Lance Armstrong case creates an unlikely hero

Lance Armstrong

You have probably never heard of Scott Mercier, a little-known former professional cyclist.

Yet his name came up time and time again during the United States Anti-Doping Agency's (Usada) investigation into Lance Armstrong and the US Postal team.

So Travis Tygart, Usada's crusading chief executive, knew he needed to track Mercier down and talk to him.

"I got this call, out of the blue, and thought it must be a joke," remembers Mercier, now a financial adviser living in Grand Junction, Colorado.

"Travis said 'I want to thank you. And I want to find out why you were able to do what no-one else could'."

Image caption,

Mercier admits he's often wondered "where would I have ended up" if he had have doped

Because Mercier, 44, was the US Postal rider who resisted the pressure to dope.

To do so, he had to turn down the offer of a new contract with the team and quit the sport he loved.

He can still clearly remember the day he made up his mind, in May 1997, at the age of 28, after a conversation with the team's doctor, Pedro Celaya.

"Pedro called each member of the team into his hotel room, one by one. When my turn came, he handed me a bag containing a bottle of green pills and several vials of clear liquid.

"I was also given a 17-day training schedule and each day had either a dot or a star. A dot represented a pill and a star was an injection.

"He said 'they're steroids, you go strong like bull'. Then he said 'put it in your pocket, if you get stopped at customs say it's B vitamins'.

"That was when I decided I didn't want to be a pro cyclist any more. I got home and decided 'no thank you'.

"I love cycling, it's a beautiful sport, but it would have been very challenging for me to look someone in the eye and say I was clean when I knew I wasn't.

"People talk about the health aspects, but to be totally honest I wasn't so concerned about that.

"For me, it was the lying and the hypocrisy."

Several other former US Postal riders detailed Celaya's involvement in doping during the Usada investigation and he was charged with "possession, trafficking and the administration of doping materials and methods".

# # # # # # #

- [WORK INSTRUCTIONS]:
• a. In the article on Scott Mercier, why did Mercier decide he no longer wanted to be a professional cyclist? Answer in one to three sentences.
• b. Answer these questions from the article on Scott Mercier:
(i) What is Mercier's job now, and where does he live?
(ii) In what month and year did he make up his mind to stop?
(iii) On the training schedule, what did a star represent?
• c. Which people does the article on Scott Mercier name? List every one.

# # # # # # #

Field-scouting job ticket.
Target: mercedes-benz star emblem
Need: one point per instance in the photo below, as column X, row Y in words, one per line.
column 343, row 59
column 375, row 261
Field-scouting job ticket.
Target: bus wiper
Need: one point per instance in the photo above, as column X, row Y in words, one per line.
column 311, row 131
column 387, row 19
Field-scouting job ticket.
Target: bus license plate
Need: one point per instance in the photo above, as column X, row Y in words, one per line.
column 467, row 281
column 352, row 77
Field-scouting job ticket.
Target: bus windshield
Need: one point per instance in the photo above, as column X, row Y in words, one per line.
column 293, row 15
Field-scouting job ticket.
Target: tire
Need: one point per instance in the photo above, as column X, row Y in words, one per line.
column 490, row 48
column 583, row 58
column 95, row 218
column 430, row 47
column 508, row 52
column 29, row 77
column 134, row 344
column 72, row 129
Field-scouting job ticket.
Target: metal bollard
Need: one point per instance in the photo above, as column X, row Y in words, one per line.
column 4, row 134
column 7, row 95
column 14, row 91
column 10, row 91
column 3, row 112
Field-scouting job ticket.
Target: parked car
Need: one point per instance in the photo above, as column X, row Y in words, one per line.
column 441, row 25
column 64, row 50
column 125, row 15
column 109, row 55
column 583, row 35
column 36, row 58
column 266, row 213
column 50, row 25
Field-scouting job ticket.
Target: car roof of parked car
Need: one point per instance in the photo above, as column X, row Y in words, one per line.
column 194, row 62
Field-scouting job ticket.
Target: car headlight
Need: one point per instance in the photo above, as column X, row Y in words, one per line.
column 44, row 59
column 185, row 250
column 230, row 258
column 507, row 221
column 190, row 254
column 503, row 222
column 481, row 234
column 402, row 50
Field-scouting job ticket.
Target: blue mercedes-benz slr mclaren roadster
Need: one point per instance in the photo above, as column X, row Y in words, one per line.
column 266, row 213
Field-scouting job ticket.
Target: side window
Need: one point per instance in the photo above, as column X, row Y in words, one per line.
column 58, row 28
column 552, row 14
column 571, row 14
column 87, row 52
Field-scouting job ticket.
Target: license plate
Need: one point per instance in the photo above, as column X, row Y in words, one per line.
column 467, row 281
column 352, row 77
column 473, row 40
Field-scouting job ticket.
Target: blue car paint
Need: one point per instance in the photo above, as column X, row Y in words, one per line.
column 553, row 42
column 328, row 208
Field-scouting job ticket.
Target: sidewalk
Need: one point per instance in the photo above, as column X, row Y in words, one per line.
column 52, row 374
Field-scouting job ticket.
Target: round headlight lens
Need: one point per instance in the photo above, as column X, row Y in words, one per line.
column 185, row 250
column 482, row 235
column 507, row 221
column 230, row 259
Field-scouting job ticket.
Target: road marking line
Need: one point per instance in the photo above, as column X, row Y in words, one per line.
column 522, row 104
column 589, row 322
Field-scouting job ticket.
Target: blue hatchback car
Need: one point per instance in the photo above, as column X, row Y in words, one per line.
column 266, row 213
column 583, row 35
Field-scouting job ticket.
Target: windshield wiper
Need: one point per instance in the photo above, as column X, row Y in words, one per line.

# # # # # # #

- [ANSWERS TO THE TASKS]:
• a. Mercier felt it would have been very hard to look someone in the eye and say he was clean when he knew he wasn't. He says health concerns mattered less to him than the lying and the hypocrisy.

• b.
(i) He is a financial adviser living in Grand Junction, Colorado.
(ii) May 1997.
(iii) An injection.

• c.
Lance Armstrong
Scott Mercier
Travis Tygart
Pedro Celaya